**题目 1:** 在这篇写父亲的短文里，父亲出生的那个城市过去是哪个国家的殖民地？
**题目 2:** 把这篇写父亲的短文从"那时候地球的另一边已经是新年。2021年的太阳第一次升起,又落了下去。"开始，一直到"拉斯笔下《情人》里面的模样。"为止，一字不差地照抄下来。
**题目 3:** 这篇写父亲的短文停在了某一句上，请从那句之后接着往下写。

2020年的最后一晚, 我走到后院的雪地里去点燃跨年的篝火。木头被雪水浸得透湿,在钟声敲响以前, 一星微弱的火苗终于在浓烟中颤巍巍地燃了起来。火焰在烟雾里迟疑着升腾,黑色的灰烬在火焰里飘浮成古怪的形状,火焰上面覆盖的是无边的惨淡的月光。我在月光下里许下心愿, 不知道暗夜里是否有神灵在倾听。
那时候地球的另一边已经是新年。2021年的太阳第一次升起,又落了下去。
就在新年的第一天的夜晚即将过去的时候, 父亲给他的散文诗标上了句号。
其实父亲从不写日记,至少我从来没有看到过。他甚至不太多说话, 哪怕是和家里人。
父亲出生在国境线以南一个遥远的城市。那个城市过去是法国的殖民地,据说直到今天, 那里的建筑,饮食甚至咖啡还保留着浓郁的法国风,喧嚣而陈旧泛着浓郁的19世纪欧洲和亚热带混合的异域风情,应该就是杜拉斯笔下《情人》里面的模样。
我在上中学之前对此竟然一无所知, 甚至不知道世界上存在着这么一个和我的生命有着某种关联的地方。经历过一个特殊的年代, 上一辈人对出身和家世的讳莫如深造成了我对自己的来历的选择性忽视。那时候我在海淀。同学们的家庭不外乎几种人: 机关单位职工,大学的教授和讲师, 中科院的科学家, 还有军队大院的将校们。那时候羡慕的是“父辈们”浴血推翻旧世界的勇气和决绝。

**已知信息:**
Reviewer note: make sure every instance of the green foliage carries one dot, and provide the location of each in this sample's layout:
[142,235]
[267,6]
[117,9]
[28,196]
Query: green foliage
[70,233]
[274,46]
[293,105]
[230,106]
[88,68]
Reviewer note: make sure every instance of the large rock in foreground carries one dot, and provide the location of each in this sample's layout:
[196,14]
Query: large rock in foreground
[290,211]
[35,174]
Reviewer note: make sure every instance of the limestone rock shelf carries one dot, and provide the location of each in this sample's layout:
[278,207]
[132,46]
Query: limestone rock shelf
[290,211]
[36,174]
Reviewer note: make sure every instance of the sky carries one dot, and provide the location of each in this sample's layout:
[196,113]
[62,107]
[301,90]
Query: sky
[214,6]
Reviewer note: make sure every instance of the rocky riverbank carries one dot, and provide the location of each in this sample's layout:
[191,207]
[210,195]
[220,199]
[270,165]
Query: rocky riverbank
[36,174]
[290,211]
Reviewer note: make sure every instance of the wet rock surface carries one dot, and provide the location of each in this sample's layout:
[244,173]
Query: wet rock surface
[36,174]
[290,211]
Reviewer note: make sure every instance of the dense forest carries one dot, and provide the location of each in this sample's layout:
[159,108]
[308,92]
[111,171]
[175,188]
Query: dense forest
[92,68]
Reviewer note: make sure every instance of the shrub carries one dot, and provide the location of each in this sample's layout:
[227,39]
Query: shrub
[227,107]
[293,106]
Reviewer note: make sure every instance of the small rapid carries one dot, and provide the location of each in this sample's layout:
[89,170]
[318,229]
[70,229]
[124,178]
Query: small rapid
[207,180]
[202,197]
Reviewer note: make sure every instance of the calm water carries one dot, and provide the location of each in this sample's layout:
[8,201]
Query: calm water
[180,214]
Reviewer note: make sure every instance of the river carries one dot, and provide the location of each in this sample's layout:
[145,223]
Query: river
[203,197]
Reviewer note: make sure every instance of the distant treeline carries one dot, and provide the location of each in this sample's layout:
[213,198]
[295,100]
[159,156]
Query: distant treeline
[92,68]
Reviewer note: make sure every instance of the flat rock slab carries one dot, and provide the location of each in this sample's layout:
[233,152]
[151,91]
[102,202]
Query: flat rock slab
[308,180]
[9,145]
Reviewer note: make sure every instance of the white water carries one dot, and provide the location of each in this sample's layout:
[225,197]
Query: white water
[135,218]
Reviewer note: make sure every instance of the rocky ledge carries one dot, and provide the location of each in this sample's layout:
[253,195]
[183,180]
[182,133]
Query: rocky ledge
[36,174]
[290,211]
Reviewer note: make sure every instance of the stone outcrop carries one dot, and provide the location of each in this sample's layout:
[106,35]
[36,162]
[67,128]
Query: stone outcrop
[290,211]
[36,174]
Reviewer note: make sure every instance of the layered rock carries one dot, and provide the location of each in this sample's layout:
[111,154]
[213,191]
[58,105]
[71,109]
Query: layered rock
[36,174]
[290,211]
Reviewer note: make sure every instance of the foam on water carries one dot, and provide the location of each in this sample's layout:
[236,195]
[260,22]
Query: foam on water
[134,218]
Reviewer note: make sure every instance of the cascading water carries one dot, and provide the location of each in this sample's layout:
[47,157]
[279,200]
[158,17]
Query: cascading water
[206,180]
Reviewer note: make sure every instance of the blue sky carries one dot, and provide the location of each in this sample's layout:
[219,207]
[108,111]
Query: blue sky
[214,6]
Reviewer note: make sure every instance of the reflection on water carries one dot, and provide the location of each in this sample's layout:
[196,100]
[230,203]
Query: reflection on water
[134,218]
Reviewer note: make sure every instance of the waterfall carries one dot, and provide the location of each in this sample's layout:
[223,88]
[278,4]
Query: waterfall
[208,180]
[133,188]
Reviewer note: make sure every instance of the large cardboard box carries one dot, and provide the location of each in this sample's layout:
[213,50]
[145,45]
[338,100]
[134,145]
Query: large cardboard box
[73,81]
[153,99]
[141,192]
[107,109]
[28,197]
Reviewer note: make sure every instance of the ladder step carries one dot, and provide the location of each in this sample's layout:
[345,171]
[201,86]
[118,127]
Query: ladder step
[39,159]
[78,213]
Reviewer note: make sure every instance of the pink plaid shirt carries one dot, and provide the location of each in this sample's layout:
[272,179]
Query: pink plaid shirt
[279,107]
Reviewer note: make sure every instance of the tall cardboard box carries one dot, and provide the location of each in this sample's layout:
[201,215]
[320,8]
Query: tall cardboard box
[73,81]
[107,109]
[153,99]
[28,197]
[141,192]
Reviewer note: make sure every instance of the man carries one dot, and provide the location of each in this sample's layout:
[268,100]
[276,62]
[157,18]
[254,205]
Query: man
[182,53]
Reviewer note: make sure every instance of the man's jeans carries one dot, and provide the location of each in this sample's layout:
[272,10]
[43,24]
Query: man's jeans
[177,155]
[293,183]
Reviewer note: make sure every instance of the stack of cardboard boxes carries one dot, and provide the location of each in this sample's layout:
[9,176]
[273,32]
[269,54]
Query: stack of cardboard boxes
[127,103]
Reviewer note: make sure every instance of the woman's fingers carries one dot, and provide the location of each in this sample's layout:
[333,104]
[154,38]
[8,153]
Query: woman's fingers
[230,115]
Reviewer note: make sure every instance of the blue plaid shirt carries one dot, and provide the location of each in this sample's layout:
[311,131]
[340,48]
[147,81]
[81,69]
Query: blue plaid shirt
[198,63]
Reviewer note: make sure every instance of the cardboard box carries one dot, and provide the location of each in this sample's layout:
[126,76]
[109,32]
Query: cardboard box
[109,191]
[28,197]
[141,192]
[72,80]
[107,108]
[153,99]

**最终答案 1:** 法国。

**最终答案 2:**
那时候地球的另一边已经是新年。2021年的太阳第一次升起,又落了下去。
就在新年的第一天的夜晚即将过去的时候, 父亲给他的散文诗标上了句号。
其实父亲从不写日记,至少我从来没有看到过。他甚至不太多说话, 哪怕是和家里人。
父亲出生在国境线以南一个遥远的城市。那个城市过去是法国的殖民地,据说直到今天, 那里的建筑,饮食甚至咖啡还保留着浓郁的法国风,喧嚣而陈旧泛着浓郁的19世纪欧洲和亚热带混合的异域风情,应该就是杜拉斯笔下《情人》里面的模样。

**最终答案 3:**
而我混迹于他们中间,拉帮结派骑着自行车单肩挎着书包在街头飞驰穿梭。我全然没有想过, 在父亲还是个十几岁的少年时候,却是作为一个被整个阶级追杀的另一个阶级的一员,惶惶然逃离出生成长的城市, 离开父母和兄弟姐妹,漂浮在黑暗的海面上开始漫长的独立的人生旅程。每当想起这些,我感觉到背后海风的清冷,深入骨髓的恐惧以及对轮回和重生的渴望。
事实上父亲从来没有和我讲过他是怎么渡过那一片海来到新世界的, 又是怎样适应了那个如火如荼,如醉如癫的时代的生存法则。也许正是这样的反差给人性带上的面具,延续到了我身上, 形成冷漠和低调的性格,畏首畏尾的犹疑和无言无趣的个性。这些标签像是长在身体由表及里的纹身, 哪怕再用力洗刷也无法彻底抹去。
在海上的亡命漂泊和黑浪上的月光都是我的想象。我一直想从父亲那里知道他的故事是什么样的, 却从来没有张口问过。到了今天,这些终于变得和家族的身世一样无从查考。我知道的就是姐姐和我都出生在这个新世界,在332路沿线的大院里开始了属于我们的那些阳光灿烂的日子。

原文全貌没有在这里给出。